Task objective
Restate everything from the line containing "Could you point to the door frame" down to the line containing "column 485, row 216", replacing "door frame" with "window frame" and leaving all else unchanged. Provide those lines alone.
[start of Given entries]
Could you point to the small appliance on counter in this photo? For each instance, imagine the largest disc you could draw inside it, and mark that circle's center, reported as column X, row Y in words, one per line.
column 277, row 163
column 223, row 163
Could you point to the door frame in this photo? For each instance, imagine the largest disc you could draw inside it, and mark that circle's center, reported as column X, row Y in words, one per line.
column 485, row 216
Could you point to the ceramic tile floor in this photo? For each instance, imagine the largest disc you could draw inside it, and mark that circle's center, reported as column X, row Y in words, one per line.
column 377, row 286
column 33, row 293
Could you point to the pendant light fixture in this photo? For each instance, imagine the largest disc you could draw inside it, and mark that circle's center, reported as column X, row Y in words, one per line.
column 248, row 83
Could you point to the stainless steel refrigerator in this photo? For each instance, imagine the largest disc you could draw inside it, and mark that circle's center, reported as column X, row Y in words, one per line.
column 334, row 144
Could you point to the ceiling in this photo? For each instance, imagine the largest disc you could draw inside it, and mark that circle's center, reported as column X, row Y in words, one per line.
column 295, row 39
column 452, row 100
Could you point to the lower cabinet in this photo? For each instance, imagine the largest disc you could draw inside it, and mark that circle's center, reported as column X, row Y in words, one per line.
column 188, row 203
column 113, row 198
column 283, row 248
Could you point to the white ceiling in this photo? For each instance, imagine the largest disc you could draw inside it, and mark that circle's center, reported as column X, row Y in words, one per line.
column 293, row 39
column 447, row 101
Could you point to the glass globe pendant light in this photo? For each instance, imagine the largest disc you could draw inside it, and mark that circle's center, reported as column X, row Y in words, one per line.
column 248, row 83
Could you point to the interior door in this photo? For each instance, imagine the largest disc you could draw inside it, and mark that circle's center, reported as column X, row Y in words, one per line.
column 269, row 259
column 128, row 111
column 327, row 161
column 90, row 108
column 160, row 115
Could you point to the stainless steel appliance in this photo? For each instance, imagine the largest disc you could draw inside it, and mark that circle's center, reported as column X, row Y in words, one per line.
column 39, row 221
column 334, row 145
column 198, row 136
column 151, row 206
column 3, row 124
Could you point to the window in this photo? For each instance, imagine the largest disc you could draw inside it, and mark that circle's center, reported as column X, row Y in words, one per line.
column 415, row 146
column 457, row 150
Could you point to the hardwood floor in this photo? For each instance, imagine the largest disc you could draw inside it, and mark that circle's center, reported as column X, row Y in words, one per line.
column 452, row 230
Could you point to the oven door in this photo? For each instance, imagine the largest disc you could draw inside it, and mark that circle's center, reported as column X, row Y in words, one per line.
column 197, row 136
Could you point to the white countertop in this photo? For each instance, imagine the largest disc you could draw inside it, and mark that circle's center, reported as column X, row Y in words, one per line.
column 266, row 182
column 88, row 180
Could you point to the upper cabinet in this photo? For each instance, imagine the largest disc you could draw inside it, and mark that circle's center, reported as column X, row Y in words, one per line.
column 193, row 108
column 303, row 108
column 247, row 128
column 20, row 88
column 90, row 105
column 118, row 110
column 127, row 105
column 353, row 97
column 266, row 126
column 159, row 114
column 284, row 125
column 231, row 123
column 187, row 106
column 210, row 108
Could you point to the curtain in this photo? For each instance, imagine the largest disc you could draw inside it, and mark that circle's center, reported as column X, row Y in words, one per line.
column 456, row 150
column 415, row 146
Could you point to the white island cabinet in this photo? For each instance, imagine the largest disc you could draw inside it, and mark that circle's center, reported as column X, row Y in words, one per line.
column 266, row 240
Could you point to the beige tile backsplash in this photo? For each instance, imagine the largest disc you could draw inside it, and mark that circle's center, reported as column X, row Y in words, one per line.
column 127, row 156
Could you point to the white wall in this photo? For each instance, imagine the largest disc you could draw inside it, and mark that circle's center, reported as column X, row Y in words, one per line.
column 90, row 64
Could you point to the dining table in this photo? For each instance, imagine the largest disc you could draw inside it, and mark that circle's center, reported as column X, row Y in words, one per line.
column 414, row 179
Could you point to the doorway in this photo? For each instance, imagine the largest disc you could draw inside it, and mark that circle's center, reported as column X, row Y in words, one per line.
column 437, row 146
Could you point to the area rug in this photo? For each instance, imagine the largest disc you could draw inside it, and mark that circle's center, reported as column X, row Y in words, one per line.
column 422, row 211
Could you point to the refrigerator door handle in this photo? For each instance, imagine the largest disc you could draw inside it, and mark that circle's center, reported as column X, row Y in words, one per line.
[end of Given entries]
Answer to the exercise
Could you point to the window frame in this photo? For each instance, imagine the largest disc you could draw inside it, and mark that circle's center, reported as column X, row Y in words, one per line.
column 485, row 216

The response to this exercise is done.